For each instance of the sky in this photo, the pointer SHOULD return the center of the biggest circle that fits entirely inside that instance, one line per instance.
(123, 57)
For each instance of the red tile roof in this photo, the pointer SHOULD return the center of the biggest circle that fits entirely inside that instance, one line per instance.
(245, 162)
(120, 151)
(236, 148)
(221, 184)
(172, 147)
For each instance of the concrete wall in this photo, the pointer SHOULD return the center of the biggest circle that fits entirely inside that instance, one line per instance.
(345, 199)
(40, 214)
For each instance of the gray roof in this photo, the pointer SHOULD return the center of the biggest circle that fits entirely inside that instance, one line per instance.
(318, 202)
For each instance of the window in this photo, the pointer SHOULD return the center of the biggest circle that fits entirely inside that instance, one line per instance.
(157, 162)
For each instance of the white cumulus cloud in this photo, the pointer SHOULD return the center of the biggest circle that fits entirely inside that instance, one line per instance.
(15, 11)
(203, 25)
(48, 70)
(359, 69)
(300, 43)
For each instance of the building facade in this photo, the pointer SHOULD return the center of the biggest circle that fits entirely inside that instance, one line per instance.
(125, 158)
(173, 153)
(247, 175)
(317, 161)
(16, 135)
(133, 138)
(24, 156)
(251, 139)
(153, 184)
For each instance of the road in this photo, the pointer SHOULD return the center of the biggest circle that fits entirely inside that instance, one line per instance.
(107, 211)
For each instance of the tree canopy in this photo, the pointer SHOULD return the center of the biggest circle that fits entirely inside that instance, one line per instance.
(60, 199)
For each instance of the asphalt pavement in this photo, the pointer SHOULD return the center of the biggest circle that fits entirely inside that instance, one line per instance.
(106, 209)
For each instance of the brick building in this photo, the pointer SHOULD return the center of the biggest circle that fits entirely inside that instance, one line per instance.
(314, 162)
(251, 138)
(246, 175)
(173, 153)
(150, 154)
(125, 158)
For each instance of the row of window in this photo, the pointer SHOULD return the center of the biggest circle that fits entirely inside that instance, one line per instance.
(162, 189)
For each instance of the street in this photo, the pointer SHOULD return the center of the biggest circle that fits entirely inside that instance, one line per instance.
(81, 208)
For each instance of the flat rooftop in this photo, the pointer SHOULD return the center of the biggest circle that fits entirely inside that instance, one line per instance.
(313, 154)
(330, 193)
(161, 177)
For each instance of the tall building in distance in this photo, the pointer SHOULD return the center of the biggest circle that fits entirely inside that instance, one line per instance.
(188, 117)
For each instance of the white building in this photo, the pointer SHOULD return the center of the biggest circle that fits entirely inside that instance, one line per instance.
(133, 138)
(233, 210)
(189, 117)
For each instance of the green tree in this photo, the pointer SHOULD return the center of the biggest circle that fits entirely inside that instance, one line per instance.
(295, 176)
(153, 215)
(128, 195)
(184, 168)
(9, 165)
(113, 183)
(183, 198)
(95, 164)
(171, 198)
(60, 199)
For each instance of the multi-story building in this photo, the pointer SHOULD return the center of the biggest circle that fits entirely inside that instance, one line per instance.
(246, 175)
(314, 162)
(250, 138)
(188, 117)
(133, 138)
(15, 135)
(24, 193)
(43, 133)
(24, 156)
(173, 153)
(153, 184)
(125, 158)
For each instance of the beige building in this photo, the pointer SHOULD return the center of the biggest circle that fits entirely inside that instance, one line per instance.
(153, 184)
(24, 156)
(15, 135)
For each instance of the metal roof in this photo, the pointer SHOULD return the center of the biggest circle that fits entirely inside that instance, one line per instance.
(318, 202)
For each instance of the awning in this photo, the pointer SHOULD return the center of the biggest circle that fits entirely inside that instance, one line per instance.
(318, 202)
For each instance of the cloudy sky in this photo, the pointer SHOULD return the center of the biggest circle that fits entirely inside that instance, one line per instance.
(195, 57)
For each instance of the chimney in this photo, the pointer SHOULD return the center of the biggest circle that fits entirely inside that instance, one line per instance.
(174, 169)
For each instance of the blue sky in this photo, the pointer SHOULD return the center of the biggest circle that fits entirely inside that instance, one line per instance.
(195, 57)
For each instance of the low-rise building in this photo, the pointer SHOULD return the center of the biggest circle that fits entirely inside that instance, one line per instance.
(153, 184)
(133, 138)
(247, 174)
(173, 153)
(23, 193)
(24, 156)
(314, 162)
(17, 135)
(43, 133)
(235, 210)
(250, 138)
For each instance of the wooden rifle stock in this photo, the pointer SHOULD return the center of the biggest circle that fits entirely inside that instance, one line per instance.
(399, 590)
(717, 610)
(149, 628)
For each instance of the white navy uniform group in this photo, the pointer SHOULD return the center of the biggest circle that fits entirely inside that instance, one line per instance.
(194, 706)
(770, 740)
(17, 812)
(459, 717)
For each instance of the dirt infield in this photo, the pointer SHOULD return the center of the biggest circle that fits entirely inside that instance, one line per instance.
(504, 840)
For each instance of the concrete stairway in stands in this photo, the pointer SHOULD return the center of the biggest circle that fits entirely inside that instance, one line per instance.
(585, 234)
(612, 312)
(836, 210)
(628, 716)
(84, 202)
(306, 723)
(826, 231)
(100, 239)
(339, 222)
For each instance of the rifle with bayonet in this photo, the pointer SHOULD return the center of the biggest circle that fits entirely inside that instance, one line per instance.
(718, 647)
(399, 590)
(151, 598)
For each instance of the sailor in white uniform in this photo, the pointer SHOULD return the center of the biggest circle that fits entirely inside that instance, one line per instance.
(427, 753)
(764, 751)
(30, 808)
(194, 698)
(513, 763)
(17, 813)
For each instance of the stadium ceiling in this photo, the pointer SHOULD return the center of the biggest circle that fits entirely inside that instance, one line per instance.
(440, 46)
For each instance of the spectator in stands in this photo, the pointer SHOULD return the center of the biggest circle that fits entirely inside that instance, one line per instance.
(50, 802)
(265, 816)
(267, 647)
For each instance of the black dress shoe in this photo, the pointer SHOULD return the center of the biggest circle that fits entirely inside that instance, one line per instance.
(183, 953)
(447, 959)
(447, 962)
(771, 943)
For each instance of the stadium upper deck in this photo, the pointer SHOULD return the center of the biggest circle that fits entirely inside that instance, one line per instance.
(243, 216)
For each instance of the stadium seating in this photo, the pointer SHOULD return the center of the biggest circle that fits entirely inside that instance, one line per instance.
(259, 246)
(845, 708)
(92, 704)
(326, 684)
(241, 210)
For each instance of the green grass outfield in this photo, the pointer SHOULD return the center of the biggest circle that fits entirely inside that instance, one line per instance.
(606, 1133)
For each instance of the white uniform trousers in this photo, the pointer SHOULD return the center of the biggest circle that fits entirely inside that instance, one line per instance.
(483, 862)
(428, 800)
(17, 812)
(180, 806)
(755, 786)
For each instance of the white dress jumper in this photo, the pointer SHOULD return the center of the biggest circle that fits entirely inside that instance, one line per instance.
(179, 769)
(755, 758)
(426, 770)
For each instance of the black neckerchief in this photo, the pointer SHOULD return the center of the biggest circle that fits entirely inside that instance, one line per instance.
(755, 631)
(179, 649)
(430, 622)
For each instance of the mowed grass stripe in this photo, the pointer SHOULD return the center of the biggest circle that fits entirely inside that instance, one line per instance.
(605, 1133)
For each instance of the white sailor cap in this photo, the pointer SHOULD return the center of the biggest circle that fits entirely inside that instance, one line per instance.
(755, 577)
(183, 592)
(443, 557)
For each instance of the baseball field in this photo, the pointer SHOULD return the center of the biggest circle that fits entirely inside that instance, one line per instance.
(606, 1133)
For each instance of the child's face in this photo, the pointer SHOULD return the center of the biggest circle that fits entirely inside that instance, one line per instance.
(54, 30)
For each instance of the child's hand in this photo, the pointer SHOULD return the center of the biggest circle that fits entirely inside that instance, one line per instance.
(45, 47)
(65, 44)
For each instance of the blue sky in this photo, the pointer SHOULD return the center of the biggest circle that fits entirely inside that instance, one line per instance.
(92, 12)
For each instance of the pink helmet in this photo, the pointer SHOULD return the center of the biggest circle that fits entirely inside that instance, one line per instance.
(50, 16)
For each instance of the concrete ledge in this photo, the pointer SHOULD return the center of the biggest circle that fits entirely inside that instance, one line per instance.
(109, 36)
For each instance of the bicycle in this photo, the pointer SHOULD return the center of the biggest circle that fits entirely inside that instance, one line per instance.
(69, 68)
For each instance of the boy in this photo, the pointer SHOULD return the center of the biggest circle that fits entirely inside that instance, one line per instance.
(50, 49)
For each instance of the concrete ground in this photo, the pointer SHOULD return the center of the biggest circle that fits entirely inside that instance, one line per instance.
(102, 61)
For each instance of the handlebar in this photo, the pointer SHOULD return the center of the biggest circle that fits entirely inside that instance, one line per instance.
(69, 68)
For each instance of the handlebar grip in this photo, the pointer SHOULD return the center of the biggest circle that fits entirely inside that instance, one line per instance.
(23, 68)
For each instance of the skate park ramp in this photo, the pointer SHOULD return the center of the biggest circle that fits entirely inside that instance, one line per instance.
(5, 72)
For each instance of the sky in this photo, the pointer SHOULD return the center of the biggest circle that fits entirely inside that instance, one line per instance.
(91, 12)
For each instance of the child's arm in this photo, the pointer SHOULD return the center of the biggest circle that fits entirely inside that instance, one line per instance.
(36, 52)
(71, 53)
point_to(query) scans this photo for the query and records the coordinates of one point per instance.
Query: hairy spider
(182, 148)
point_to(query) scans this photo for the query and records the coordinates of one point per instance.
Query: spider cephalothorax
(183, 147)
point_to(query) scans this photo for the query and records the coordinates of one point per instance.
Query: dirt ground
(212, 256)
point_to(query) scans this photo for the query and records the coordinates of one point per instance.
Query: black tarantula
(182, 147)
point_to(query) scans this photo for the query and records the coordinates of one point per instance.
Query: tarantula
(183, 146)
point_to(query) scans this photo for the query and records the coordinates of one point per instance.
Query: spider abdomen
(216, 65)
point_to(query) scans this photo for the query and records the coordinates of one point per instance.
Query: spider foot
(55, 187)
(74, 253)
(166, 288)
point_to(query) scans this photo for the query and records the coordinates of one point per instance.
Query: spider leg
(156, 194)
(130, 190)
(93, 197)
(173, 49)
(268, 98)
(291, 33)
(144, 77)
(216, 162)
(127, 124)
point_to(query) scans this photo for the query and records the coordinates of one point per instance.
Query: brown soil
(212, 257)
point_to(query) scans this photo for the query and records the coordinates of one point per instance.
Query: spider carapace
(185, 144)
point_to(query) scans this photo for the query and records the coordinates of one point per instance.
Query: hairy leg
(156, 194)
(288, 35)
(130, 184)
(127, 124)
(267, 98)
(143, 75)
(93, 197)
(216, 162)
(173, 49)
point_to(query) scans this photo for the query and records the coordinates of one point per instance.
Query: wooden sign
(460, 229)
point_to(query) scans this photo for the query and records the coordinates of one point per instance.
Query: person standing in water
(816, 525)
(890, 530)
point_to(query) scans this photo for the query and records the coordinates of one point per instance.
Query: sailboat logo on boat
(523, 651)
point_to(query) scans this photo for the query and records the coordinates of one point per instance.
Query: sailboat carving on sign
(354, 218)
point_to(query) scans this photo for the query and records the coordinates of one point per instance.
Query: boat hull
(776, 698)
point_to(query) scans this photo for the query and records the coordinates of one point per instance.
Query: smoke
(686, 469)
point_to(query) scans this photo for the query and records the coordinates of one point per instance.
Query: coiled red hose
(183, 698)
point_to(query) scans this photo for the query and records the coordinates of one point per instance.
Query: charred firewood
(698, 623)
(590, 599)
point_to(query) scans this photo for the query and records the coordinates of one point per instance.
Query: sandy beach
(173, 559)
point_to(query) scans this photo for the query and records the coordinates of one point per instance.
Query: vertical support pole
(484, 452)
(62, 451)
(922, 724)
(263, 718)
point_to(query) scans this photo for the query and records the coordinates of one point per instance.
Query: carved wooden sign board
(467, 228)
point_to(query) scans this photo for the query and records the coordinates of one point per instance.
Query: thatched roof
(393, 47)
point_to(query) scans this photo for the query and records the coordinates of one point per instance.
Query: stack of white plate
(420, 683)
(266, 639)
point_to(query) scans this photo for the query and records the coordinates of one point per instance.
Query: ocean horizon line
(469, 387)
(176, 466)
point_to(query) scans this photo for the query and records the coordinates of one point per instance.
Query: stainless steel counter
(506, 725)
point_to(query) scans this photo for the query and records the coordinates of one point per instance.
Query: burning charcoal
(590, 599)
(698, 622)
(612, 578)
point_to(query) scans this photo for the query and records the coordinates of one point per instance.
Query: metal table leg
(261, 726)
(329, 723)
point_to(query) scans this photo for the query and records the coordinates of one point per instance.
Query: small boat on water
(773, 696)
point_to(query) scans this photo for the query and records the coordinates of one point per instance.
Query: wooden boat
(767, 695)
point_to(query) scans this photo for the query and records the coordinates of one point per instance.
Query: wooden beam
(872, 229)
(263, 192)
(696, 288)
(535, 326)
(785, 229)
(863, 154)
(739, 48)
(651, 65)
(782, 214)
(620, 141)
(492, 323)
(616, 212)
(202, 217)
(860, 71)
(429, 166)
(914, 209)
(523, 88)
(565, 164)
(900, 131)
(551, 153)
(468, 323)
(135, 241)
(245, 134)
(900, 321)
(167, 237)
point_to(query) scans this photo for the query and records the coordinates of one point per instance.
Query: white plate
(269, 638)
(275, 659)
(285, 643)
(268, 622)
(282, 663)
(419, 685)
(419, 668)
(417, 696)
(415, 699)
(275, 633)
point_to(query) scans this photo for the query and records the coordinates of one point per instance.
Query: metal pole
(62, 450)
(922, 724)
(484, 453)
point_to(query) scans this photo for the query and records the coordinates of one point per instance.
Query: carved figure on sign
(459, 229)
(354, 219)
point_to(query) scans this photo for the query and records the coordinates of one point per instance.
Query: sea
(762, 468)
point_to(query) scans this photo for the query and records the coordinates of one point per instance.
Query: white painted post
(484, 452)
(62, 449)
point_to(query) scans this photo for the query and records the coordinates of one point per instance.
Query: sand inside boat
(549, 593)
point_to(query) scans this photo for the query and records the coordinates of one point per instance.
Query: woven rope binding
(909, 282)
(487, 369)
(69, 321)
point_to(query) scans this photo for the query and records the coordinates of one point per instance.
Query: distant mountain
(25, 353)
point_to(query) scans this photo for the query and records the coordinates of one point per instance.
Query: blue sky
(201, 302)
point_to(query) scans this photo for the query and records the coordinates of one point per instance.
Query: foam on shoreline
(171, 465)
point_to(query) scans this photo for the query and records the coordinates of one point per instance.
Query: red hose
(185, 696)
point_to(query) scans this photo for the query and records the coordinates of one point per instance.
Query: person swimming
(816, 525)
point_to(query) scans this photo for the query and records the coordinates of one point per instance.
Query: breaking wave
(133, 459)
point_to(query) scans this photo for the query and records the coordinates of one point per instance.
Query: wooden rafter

- [Exercise description]:
Give again only the lines starting at the one that contains "Query: white painted post" and running to the end of the data.

- [Expected answer]:
Query: white painted post
(484, 452)
(62, 449)
point_to(query) scans this photo for the query and records the coordinates of one point per instance.
Query: sand inside boat
(549, 593)
point_to(query) scans this photo for the query and records the coordinates of one point per instance.
Query: woven rope binding
(909, 282)
(487, 369)
(69, 321)
point_to(query) scans this photo for the query and records the coordinates of one point per instance.
Query: distant mountain
(25, 353)
point_to(query) scans this photo for the query and records the coordinates of one point per instance.
Query: blue sky
(201, 302)
point_to(query) scans this photo for the query and records the coordinates of one point per instance.
Query: foam on shoreline
(171, 465)
point_to(query) scans this photo for the query and records the coordinates of one point per instance.
Query: red hose
(185, 696)
point_to(query) scans this photo for the query and records the coordinates of one point per instance.
Query: person swimming
(816, 525)
point_to(query) scans this photo for the query and records the coordinates of one point per instance.
Query: breaking wave
(133, 459)
point_to(query) scans this photo for the query and records the coordinates of one point per instance.
Query: wooden rafter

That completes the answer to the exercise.